* [Supplied material]

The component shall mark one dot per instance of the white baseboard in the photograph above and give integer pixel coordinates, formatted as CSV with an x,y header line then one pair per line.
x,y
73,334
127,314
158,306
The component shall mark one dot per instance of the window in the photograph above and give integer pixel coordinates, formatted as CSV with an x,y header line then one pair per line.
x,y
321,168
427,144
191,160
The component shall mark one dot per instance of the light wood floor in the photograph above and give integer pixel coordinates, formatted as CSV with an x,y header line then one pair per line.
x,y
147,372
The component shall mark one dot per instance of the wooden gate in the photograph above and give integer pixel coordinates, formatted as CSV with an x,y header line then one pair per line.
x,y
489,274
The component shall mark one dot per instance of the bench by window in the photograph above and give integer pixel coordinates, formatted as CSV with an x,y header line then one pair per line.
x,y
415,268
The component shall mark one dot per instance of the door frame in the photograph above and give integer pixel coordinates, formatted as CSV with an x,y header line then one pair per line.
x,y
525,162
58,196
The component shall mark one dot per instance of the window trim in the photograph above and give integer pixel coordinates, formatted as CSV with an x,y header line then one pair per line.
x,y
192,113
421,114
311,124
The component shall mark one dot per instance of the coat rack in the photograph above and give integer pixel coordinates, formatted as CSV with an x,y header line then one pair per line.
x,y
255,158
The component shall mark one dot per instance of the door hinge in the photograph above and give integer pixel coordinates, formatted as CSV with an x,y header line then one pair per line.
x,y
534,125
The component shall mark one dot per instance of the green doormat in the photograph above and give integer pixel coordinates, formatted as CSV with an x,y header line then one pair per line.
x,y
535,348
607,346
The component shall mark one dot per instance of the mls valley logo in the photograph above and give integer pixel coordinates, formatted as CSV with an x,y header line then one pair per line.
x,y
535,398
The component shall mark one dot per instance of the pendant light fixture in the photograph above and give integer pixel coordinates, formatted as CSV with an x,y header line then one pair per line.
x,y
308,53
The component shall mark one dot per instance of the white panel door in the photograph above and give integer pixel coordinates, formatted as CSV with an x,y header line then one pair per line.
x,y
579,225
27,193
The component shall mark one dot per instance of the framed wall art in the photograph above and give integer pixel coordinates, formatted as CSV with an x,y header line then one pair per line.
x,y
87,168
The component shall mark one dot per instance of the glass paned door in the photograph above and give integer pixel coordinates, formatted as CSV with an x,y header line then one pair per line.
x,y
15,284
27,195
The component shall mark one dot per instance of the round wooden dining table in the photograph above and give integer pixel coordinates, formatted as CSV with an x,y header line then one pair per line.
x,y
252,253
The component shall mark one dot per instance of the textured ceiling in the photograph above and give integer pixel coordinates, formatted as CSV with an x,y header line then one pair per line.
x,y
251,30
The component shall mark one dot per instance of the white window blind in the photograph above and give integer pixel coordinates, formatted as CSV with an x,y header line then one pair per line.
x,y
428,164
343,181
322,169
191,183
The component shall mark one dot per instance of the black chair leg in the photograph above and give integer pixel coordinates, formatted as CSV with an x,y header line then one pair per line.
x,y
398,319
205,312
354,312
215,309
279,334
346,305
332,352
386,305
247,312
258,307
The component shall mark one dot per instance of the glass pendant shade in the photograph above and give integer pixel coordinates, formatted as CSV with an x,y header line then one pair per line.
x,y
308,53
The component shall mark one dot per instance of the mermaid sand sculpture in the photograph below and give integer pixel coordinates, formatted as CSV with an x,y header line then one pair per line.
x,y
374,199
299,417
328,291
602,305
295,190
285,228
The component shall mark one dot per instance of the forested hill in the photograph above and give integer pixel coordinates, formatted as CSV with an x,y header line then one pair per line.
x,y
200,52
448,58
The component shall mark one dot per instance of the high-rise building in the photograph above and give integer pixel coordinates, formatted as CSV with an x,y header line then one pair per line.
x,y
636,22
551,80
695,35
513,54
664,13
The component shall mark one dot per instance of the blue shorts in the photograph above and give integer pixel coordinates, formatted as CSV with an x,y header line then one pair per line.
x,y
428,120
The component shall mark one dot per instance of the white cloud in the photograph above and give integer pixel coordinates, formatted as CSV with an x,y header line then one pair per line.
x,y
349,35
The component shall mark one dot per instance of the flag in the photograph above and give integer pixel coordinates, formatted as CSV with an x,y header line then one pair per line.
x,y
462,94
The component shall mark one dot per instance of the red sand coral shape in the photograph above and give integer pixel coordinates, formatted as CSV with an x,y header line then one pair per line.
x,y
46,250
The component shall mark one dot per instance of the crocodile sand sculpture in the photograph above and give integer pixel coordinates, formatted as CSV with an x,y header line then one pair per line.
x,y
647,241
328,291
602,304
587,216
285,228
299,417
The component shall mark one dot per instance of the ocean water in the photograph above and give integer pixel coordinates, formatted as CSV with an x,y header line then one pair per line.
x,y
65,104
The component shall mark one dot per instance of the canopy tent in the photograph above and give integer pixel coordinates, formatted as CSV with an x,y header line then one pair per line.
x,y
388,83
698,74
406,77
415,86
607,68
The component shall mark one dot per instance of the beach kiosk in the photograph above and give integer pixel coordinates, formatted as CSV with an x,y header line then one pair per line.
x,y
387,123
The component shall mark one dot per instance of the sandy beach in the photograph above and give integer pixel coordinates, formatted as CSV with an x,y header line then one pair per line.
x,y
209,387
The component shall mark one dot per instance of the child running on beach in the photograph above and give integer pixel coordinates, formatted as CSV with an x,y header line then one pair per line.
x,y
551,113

* [Instructions to follow] Line by line, transcribe the material exactly.

* [Solution for this task]
The component shall mark one dot per instance of the white baseboard in the photograph above and give integer pixel coordinates, formatted as CSV with an x,y header line then one pair per line.
x,y
73,334
127,314
158,306
The component shall mark one dot per instance of the window in the photograph above and give integer pixel coordinates, formatted as CSV with an x,y header line then one pair per line.
x,y
321,168
427,144
191,160
The component shall mark one dot per instance of the light wood floor in the photograph above and give integer pixel coordinates, formatted as CSV with an x,y header line then one pair per line.
x,y
147,372
The component shall mark one dot per instance of the wooden gate in the photograph above and give integer pixel coordinates, formatted as CSV with an x,y header line then one pair per line.
x,y
489,274
The component shall mark one dot per instance of the bench by window in the photograph above and give integer pixel coordinates, formatted as CSV with an x,y header line then one pair per line.
x,y
415,268
The component shall mark one dot per instance of the door frame in the photograph above and give integer pixel coordinates, formatted as CSV with an x,y header line then one pair per line.
x,y
525,162
58,196
The component shall mark one dot per instance of the window trim in the photograph above and give integer pixel coordinates, formatted as CSV with an x,y header line then one pair per line.
x,y
192,113
421,114
311,124
The component shall mark one dot per instance of the coat rack in the photograph above and give integer pixel coordinates, formatted as CSV with an x,y header line then one pair per line.
x,y
255,158
The component shall mark one dot per instance of the door hinge in the photograph above and give integer pixel coordinates, formatted as CSV with an x,y header line then one pair per line.
x,y
534,125
The component shall mark one dot per instance of the green doormat in the photograph above and give integer pixel coordinates, formatted as CSV with an x,y header line then one pair per line.
x,y
535,348
607,346
The component shall mark one dot per instance of the mls valley logo in the photograph above and give integer pixel coordinates, formatted as CSV with an x,y header line then one pair per line.
x,y
535,398
The component shall mark one dot per instance of the pendant light fixture in the photograph above and give integer pixel coordinates, formatted as CSV with an x,y header line then one pair per line.
x,y
308,53
The component shall mark one dot per instance of the white panel door in the photograph above and give integer pixel coordinates, formatted as CSV with an x,y header line then one pair per line.
x,y
579,225
27,193
The component shall mark one dot per instance of the framed wall art in the photograph above and give integer pixel coordinates, formatted as CSV with an x,y header line then one pair per line.
x,y
87,168
The component shall mark one dot per instance of the glass paned door in the photograph above and give integer pixel coordinates, formatted as CSV with an x,y header line then one pair per line.
x,y
15,284
27,195
The component shall mark one dot per instance of the round wooden dining table in the photograph above and give integer pixel coordinates, formatted as CSV with an x,y header line then one pair per line.
x,y
252,253
The component shall mark one dot per instance of the textured ceiling in the photograph above and give integer pixel coordinates, formatted as CSV with an x,y header line then one pair per line.
x,y
251,30
The component shall mark one dot per instance of the white window blind in the photograph above and give integer pixel coordinates, formatted as CSV with an x,y header line then one pair per line.
x,y
428,164
343,181
322,169
191,183
The component shall mark one dot per instance of the black chair leg in the photograph above and give integer pixel coordinates, formatted as CSV with an x,y header line then one pair per line.
x,y
398,319
205,312
354,312
215,309
279,334
346,305
332,352
386,305
247,312
258,307
The component shall mark one dot per instance of the glass pendant shade in the photograph above and give integer pixel coordinates, formatted as CSV with an x,y header line then one pair per line.
x,y
308,53
The component shall mark one dot per instance of the mermaid sand sculpture in the photograph below and give integer pixel coordinates, formatted as CSV with an x,y header line then one pair per line.
x,y
374,199
299,417
328,291
602,305
295,190
285,228
The component shall mark one dot per instance of the forested hill in the photograph above and give integer pixel coordinates, formatted as CSV with an x,y header line then one pair per line.
x,y
200,52
448,58
The component shall mark one dot per instance of the high-rise building in the photograph above and give integer pixel coordinates, formatted as CSV with an x,y header line then one pair per line.
x,y
636,22
551,80
695,35
513,54
664,13
The component shall mark one dot per instance of the blue shorts in the photograph above and give integer pixel coordinates, formatted as CSV with an x,y header line then one pair per line.
x,y
428,120
The component shall mark one dot per instance of the white cloud in the photograph above and give integer pixel coordinates, formatted as CSV with an x,y header line then one pair per line.
x,y
349,35
The component shall mark one dot per instance of the flag in the photograph above and give integer pixel coordinates, formatted as CSV with an x,y header line then one pair per line.
x,y
462,94
The component shall mark one dot per instance of the red sand coral shape in the photograph above and give integer pixel coordinates, formatted as CSV with an x,y header line then one pair per line.
x,y
46,250
The component shall mark one dot per instance of the crocodile sand sculpture in the photograph above and give integer pixel coordinates, formatted as CSV with an x,y header line then one pair per line.
x,y
647,241
328,291
602,304
587,216
285,228
299,417
The component shall mark one dot per instance of the ocean water in the photograph above and give integer pixel coordinates, formatted as CSV with an x,y header line then one pair per line.
x,y
65,104
The component shall mark one dot per instance of the canopy tent in the photograph above and give integer pixel coordinates, formatted as CSV with an x,y header line then one pair per line.
x,y
388,83
698,74
406,77
415,86
607,68
The component shall mark one dot per instance of the beach kiosk in the photograph above and give integer pixel coordinates, formatted as CSV with an x,y header line then one pair per line.
x,y
387,123
The component shall mark one dot per instance of the sandy beach in the photograph above and give integer pixel coordinates, formatted as CSV with an x,y header line then one pair per line.
x,y
209,387
The component shall mark one dot per instance of the child running on beach in the photograph above and give integer pixel coordinates, formatted as CSV with an x,y header line then one pair per line.
x,y
551,113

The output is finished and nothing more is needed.